### Dataset extract
▬▬▬▬▬▬▬▬▬▬
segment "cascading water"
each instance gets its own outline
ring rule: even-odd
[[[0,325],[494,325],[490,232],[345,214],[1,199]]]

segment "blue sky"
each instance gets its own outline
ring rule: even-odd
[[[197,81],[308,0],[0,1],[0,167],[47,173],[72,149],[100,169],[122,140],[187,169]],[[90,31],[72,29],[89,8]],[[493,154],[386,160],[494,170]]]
▬▬▬▬▬▬▬▬▬▬
### Directions
Rewrite all of the data above, replacing each occurrence of "even-odd" with "nonzero" and keeping everything else the same.

### Solution for this problem
segment "cascading water"
each instance gets its own outline
ring rule: nonzero
[[[0,325],[494,325],[490,232],[345,214],[1,199]]]

segment "blue sky"
each instance gets its own outline
ring rule: nonzero
[[[197,81],[308,0],[0,1],[0,167],[47,173],[72,149],[100,169],[122,140],[187,169]],[[90,31],[72,29],[89,8]],[[493,154],[386,160],[494,170]]]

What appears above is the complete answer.